What is expected – Under this line are the records; write out word for word the part that begins at the line containing "Annotation guideline: for every instance of the white" and ends at the line containing "Annotation guideline: for every instance of the embroidered", and no more.

Information shown –
--

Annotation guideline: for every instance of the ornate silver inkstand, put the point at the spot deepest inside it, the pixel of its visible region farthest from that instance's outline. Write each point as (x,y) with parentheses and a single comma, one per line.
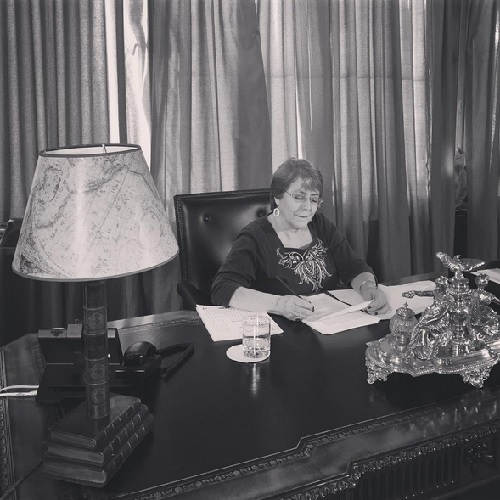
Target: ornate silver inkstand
(459,333)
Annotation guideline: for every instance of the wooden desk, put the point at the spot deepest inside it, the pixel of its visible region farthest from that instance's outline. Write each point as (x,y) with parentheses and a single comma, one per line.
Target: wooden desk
(303,424)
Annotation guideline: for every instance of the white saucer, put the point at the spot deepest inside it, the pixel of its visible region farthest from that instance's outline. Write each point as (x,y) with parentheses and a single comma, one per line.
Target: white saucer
(236,354)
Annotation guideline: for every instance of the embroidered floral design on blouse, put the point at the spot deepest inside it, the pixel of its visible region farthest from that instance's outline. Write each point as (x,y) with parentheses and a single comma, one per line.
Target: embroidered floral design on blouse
(310,266)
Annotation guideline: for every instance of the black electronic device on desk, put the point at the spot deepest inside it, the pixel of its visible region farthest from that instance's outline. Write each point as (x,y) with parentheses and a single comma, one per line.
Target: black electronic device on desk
(63,377)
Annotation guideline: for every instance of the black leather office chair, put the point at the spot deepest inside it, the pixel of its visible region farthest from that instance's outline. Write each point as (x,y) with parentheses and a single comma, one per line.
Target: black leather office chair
(207,224)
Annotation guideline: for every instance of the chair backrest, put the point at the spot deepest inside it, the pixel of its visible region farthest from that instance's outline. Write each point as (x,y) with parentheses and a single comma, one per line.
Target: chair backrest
(207,224)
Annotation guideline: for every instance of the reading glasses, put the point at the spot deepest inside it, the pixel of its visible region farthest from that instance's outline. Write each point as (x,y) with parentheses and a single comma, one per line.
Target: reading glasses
(301,198)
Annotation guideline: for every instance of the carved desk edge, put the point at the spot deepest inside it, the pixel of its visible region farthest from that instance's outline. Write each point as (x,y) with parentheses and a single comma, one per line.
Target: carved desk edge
(341,483)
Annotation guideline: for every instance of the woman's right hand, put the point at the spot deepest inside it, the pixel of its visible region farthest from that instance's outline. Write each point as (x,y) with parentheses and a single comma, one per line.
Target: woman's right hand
(294,308)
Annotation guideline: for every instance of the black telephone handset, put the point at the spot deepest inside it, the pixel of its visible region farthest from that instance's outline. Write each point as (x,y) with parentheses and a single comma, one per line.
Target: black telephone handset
(143,357)
(139,353)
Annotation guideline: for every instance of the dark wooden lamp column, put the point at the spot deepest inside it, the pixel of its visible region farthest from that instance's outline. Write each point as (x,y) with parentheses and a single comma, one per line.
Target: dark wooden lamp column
(94,213)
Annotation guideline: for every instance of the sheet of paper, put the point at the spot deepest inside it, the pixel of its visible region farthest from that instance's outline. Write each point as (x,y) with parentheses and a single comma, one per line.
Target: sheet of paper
(493,274)
(224,323)
(331,316)
(394,297)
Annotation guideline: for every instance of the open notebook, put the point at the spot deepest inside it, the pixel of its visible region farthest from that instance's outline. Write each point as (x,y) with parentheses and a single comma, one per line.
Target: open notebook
(330,315)
(333,316)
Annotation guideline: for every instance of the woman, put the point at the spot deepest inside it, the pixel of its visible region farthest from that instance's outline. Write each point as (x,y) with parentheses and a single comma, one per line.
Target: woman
(294,249)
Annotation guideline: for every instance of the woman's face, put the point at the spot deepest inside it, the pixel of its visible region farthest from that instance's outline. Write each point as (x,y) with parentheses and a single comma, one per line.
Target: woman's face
(298,205)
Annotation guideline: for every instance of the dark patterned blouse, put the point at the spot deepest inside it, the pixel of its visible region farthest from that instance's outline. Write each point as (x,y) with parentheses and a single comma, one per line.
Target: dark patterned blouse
(258,257)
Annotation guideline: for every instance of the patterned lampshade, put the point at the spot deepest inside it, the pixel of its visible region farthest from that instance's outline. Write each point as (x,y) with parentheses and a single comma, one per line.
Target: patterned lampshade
(93,213)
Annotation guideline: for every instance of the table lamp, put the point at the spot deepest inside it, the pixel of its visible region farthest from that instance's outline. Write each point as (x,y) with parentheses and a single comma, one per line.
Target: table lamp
(94,213)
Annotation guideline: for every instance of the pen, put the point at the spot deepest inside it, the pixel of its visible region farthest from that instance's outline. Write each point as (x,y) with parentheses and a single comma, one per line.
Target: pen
(326,292)
(292,290)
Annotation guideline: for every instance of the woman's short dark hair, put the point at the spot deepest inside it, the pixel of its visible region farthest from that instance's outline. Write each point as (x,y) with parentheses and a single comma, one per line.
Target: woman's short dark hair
(291,170)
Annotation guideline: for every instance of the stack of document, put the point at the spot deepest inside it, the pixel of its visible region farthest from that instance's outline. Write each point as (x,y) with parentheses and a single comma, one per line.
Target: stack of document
(224,323)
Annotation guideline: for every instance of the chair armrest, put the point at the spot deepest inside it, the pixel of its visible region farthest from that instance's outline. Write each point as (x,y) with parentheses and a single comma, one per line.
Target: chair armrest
(191,296)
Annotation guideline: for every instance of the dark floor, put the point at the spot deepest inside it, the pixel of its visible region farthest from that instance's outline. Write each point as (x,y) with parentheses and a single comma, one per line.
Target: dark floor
(489,491)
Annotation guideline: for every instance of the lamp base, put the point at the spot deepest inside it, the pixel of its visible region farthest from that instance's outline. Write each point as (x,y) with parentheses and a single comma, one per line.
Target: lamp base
(89,451)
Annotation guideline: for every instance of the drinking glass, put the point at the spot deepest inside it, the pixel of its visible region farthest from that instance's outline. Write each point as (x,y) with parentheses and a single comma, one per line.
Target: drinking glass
(256,337)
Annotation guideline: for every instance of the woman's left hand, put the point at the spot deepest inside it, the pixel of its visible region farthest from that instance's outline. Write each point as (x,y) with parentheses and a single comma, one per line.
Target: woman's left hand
(379,304)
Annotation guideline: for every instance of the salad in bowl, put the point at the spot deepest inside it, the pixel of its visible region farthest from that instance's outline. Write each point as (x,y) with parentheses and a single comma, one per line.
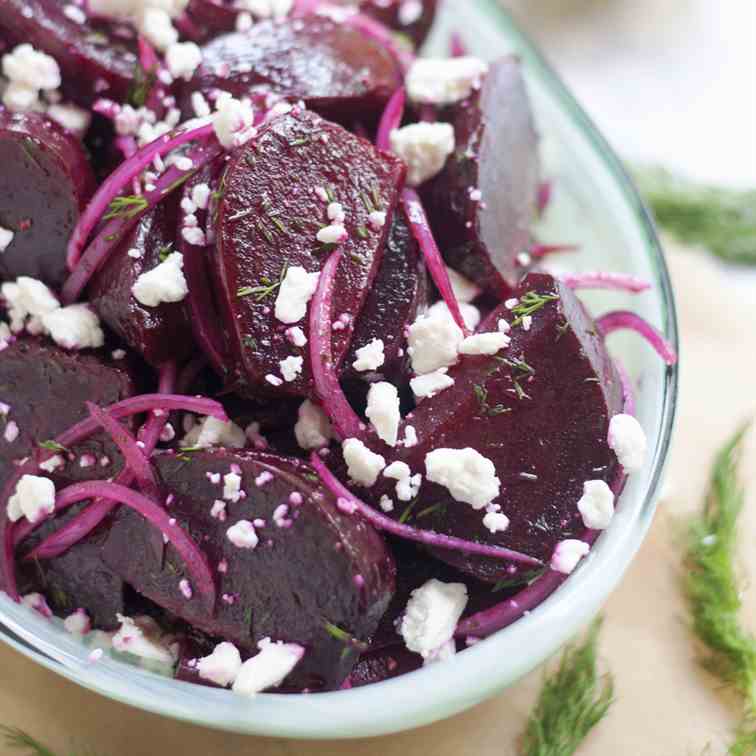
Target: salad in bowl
(293,397)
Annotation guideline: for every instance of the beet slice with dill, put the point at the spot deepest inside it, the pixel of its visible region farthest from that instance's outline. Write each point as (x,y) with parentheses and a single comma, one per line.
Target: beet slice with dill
(335,69)
(316,577)
(160,334)
(483,203)
(276,193)
(93,61)
(399,294)
(45,184)
(539,410)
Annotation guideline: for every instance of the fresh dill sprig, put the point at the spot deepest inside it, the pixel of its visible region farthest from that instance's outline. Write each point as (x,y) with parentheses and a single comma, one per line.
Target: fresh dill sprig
(573,700)
(126,206)
(21,741)
(722,220)
(713,592)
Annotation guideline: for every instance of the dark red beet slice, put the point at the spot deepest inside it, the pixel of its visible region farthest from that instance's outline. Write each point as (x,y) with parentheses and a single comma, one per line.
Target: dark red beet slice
(335,69)
(325,567)
(400,291)
(268,220)
(45,183)
(92,62)
(540,412)
(496,153)
(159,333)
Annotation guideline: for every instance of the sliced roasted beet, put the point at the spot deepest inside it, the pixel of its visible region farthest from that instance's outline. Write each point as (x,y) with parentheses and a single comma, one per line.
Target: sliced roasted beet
(540,411)
(335,69)
(483,203)
(399,292)
(77,578)
(159,333)
(46,389)
(268,219)
(45,183)
(93,62)
(315,577)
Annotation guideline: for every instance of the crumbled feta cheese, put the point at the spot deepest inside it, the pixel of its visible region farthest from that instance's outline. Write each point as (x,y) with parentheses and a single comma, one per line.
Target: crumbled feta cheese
(222,666)
(213,432)
(291,368)
(141,637)
(370,357)
(363,465)
(164,283)
(233,121)
(568,554)
(469,476)
(333,234)
(182,59)
(596,505)
(78,623)
(470,313)
(484,343)
(430,384)
(74,327)
(464,289)
(408,485)
(34,498)
(269,668)
(6,237)
(431,616)
(313,428)
(433,343)
(294,294)
(232,486)
(628,441)
(243,535)
(27,297)
(70,117)
(383,411)
(386,504)
(424,147)
(377,219)
(496,522)
(444,81)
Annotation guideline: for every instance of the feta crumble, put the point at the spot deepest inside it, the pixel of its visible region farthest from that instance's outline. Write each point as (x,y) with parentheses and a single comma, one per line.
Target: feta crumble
(383,411)
(291,368)
(294,294)
(430,384)
(433,343)
(431,616)
(164,283)
(568,554)
(363,465)
(242,534)
(596,505)
(221,666)
(34,498)
(469,476)
(370,357)
(269,668)
(628,441)
(424,147)
(484,343)
(313,428)
(444,81)
(407,484)
(74,327)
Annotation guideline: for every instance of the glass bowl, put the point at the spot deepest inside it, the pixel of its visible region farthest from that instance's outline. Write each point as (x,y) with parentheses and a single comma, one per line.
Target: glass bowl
(596,206)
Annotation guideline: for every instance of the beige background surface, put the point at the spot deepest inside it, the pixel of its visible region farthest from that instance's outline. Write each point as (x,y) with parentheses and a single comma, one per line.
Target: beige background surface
(665,704)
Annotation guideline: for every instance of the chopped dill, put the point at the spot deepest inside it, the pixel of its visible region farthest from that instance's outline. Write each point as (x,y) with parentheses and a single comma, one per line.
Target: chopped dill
(713,591)
(573,700)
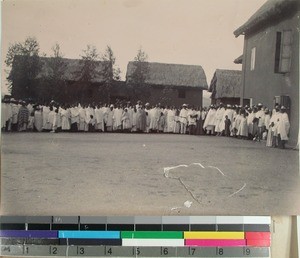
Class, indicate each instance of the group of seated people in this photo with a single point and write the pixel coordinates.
(254, 123)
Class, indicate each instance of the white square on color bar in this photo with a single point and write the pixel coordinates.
(257, 220)
(230, 220)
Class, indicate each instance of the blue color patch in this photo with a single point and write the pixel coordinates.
(89, 234)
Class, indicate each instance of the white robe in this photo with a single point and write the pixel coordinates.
(283, 126)
(171, 120)
(210, 118)
(218, 119)
(99, 116)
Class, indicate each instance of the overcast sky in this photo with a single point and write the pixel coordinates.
(198, 32)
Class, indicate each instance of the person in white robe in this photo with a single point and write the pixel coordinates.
(65, 119)
(82, 124)
(99, 116)
(229, 113)
(110, 119)
(134, 120)
(125, 121)
(267, 123)
(183, 117)
(154, 116)
(219, 119)
(250, 117)
(46, 111)
(191, 118)
(171, 120)
(209, 123)
(283, 128)
(51, 116)
(15, 111)
(6, 115)
(118, 118)
(272, 140)
(38, 119)
(260, 115)
(74, 118)
(243, 128)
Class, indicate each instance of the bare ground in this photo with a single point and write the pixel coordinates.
(123, 174)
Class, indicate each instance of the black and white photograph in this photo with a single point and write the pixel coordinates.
(157, 108)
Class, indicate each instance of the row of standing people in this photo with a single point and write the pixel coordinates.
(20, 116)
(254, 123)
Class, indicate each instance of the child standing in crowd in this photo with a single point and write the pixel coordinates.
(30, 126)
(125, 121)
(91, 124)
(227, 126)
(243, 121)
(161, 123)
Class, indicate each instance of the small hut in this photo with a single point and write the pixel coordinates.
(225, 87)
(170, 84)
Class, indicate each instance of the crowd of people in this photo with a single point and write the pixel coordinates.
(253, 123)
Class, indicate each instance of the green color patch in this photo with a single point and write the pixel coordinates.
(152, 234)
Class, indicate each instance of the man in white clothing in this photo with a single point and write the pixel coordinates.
(183, 115)
(283, 128)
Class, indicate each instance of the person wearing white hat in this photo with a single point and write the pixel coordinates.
(15, 110)
(260, 115)
(218, 119)
(283, 128)
(110, 119)
(183, 118)
(6, 115)
(209, 123)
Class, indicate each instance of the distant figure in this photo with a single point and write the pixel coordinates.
(23, 117)
(283, 128)
(183, 115)
(227, 126)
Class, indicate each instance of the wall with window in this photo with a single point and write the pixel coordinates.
(271, 67)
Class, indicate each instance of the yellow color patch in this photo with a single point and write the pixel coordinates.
(213, 235)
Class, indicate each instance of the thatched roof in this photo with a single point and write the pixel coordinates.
(170, 74)
(226, 84)
(271, 10)
(238, 60)
(71, 68)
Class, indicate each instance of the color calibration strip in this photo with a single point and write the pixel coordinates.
(143, 236)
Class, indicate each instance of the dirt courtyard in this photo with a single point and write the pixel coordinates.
(137, 174)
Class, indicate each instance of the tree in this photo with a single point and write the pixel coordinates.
(89, 62)
(54, 86)
(137, 81)
(141, 56)
(111, 71)
(23, 62)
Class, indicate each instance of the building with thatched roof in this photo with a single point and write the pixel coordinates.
(271, 58)
(64, 80)
(225, 87)
(169, 84)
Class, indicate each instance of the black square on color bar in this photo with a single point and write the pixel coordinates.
(230, 227)
(148, 227)
(203, 227)
(64, 226)
(38, 226)
(124, 227)
(12, 226)
(175, 227)
(92, 227)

--

Solution –
Annotation guideline: for every instance of the white saucer, put the point at the spot deepest inside it, the pixel of its visible region farthest from that instance's outline. Write each point as (x,y) with parentheses and a single comma, one per line.
Target: white saucer
(236,354)
Annotation guideline: for every instance of the embroidered floral design on blouse, put the point at the spot deepest inside it, the pixel of its visible region farthest from that instance's outline. Write each point as (x,y) with parentheses and a single comma, one per line.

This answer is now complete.